OBJECTIVES »
1) In the rugby match report, which players are named in the paragraph that begins "The hard-working Shane Byrne"?
2) Pick up the rugby match report after its final sentence and carry it on.

+++ SUPPLIED TEXT

Another unheralded player, Pat Holden, put in a huge workload, and with the back-row also taking the ball forward for big yardage, how O'Mahony must have envied the manner Derek Hegarty was able to take the ball on the front foot. The little dynamo gave Leinster a sniping attacking presence which they had lacked.

Horgan, aside from some big hits in midfield, was also immense with ball in hand, playing a key part in three of the tries and often straightening the line with telling effect. Just to rub Ulster's noses in it, their outside three were thoroughly outplayed as well. Denis Hickie and Girvan Dempsey did little wrong and much well, while Kevin Nowlan was another contender for the manof-the-match award, his tackling and fielding augmenting another potent outing, with his brace of tries taking him to the lead of the individual tryscoring table with four.

For the fourth game running Ulster drew first blood, with a 40metre penalty by Mason, but immediately Trevor Brennan won a turnover penalty from the restart when enveloping Gary Longwell.

The Leinster scrum then gradually cranked up the engine and David Humphreys' kicking game, which Ulster had placed much of their tactics around, was lost when he departed with a neck injury.

The hard-working Shane Byrne took the ball up the middle. Brennan put Ulster on the back foot some more and McGowan skip passed to Horgan. He turned static ball into a vital half-break, finding Hickie on the touchline to beat one man, draw another and give Nowlan a try-scoring pass inside.

++++++
+++ DATA

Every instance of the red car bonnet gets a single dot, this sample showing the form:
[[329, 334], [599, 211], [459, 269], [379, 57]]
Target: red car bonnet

++++++

ANSWER LIST »
1) Shane Byrne, Brennan, McGowan, Horgan, Hickie, Nowlan

2)
Ulster stayed in touch through a second Mason penalty but in a devastating spell either side of the break Leinster silenced the big crowd with three tries.

The first was all about pack power. The scrum ground forward for Costello to pick up Holden and Shane Byrne carrying the drive on before Hurley offloaded in the tackle for Holden to burrow over.

Within two minutes of the interval, Horgan sliced through and Nowlan was there with a trademark support run before scoring under the posts.

Leinster weren't done. From a Holden line-out take and drive, Hegarty had time to weigh up his options and negotiate a huge gap between Tony McWhirter and Ward, who were conducting an animated debate as the scrum-half scampered home. Suddenly it was 30-6.

Even then Leinster had the final say. Horgan again sliced through the middle, Shane Byrne was again up in support and crisp passing by the halves bypassed a more numerous Ulster blind side defence for Hickie to take McGowan's flat pass for another fine try.